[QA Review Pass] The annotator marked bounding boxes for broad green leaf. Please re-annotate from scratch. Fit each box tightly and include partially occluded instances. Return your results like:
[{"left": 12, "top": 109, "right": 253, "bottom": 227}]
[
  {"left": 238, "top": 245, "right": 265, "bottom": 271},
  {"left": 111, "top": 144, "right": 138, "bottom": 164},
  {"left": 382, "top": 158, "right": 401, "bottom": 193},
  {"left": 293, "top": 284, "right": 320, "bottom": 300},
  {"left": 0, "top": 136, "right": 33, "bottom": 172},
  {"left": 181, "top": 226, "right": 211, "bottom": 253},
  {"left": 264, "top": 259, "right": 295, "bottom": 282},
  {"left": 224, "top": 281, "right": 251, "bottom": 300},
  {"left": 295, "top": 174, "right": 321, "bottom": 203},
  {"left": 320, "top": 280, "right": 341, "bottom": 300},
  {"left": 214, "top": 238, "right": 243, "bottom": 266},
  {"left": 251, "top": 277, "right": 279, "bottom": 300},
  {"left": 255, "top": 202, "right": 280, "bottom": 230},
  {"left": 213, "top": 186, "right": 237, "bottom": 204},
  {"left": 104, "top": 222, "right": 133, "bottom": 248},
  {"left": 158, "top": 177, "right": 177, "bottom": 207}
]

******

Written problem:
Copy the listing above word for word, keeping every line and character unchanged.

Task output:
[QA Review Pass] The annotator marked bounding boxes for broad green leaf. Please re-annotate from scratch. Fit each box tightly and include partially occluded instances. Return your results like:
[{"left": 12, "top": 109, "right": 253, "bottom": 227}]
[
  {"left": 238, "top": 245, "right": 265, "bottom": 271},
  {"left": 111, "top": 144, "right": 138, "bottom": 164},
  {"left": 382, "top": 158, "right": 401, "bottom": 193},
  {"left": 293, "top": 284, "right": 320, "bottom": 300},
  {"left": 0, "top": 136, "right": 33, "bottom": 172},
  {"left": 181, "top": 226, "right": 211, "bottom": 253},
  {"left": 264, "top": 259, "right": 295, "bottom": 282},
  {"left": 224, "top": 281, "right": 251, "bottom": 300},
  {"left": 295, "top": 174, "right": 321, "bottom": 203},
  {"left": 320, "top": 280, "right": 341, "bottom": 300},
  {"left": 214, "top": 238, "right": 243, "bottom": 266},
  {"left": 251, "top": 277, "right": 279, "bottom": 300},
  {"left": 255, "top": 202, "right": 280, "bottom": 230},
  {"left": 213, "top": 186, "right": 237, "bottom": 204},
  {"left": 104, "top": 222, "right": 133, "bottom": 248},
  {"left": 158, "top": 177, "right": 177, "bottom": 207}
]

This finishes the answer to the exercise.